WORK REQUIRED:
Please answer these questions using the parliamentary rules on languages below:
(a) Which body authorizes committee meetings away from the usual places of work?
(b) Who decides whether an announced vote result is valid when language versions differ?
(c) Until when does the transitional period in Rule 139 extend?

TEXT SEGMENT:
Now, TITLE I : MEMBERS, PARLIAMENT BODIES AND POLITICAL GROUPS; CHAPTER 3 : BODIES AND DUTIES

Rule 22 : Duties of the Bureau

"8. The Bureau shall be the authority responsible for authorising meetings of committees away from the usual places of work, hearings and study and fact-finding journeys by rapporteurs.

Where such meetings are authorised, the language arrangements shall be determined on the basis of the official languages used and requested by the members and substitutes of the committee concerned."

TITLE VI : SESSIONS
CHAPTER 3 : GENERAL RULES FOR THE CONDUCT OF SITTINGS

Rule 138 : Languages

1. All documents of Parliament shall be drawn up in the official languages.

2. All Members shall have the right to speak in Parliament in the official language of their choice. Speeches delivered in one of the official languages shall be simultaneously interpreted into the other official languages and into any other language the Bureau may consider necessary.

3. Interpretation shall be provided in committee and delegation meetings from and into the official languages used and requested by the members and substitutes of that committee or delegation.

4. At committee and delegation meetings away from the usual places of work interpretation shall be provided from and into the languages of those members who have confirmed that they will attend the meeting. These arrangements may exceptionally be made more flexible where the members of the committee or delegation so agree. In the event of disagreement, the Bureau shall decide.

Where it has been established after the result of a vote has been announced that there are discrepancies between different language versions, the President shall decide whether the result announced is valid pursuant to Rule 164(5). If he declares the result valid, he shall decide which version is to be regarded as having been adopted. However, the original version cannot be taken as the official text as a general rule, since a situation may arise in which all the other languages differ from the original text.

TITLE VI : SESSIONS
CHAPTER 3 : GENERAL RULES FOR THE CONDUCT OF SITTINGS

Rule 139 : Transitional arrangement

1. During a transitional period extending until the end of the sixth parliamentary term, derogations from the provisions of Rule 138 shall be permissible if and to the extent that, despite adequate precautions, interpreters or translators for an official language are not available in sufficient numbers.

2. The Bureau, on a proposal from the Secretary-General, shall ascertain with respect to each of the official languages concerned whether the conditions set out in paragraph 1 are fulfilled, and shall review its decision at six-monthly intervals on the basis of a progress report from the Secretary-General. The Bureau shall adopt the necessary implementing rules.

3. The temporary special arrangements adopted by the Council on the basis of the Treaties concerning the drafting of legal acts, with the exception of regulations adopted jointly by the European Parliament and the Council, shall apply.

4. On a reasoned recommendation from the Bureau, Parliament may decide at any time to repeal this Rule early or, at the end of the period indicated in paragraph 1, to extend it.

EXCERPTED DATA:
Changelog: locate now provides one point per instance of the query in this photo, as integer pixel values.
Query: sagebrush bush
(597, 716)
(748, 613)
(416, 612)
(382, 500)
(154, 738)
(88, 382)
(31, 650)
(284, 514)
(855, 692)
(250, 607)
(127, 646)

REPLY TO THE TASK:
(a) The Bureau
(b) The President
(c) Until the end of the sixth parliamentary term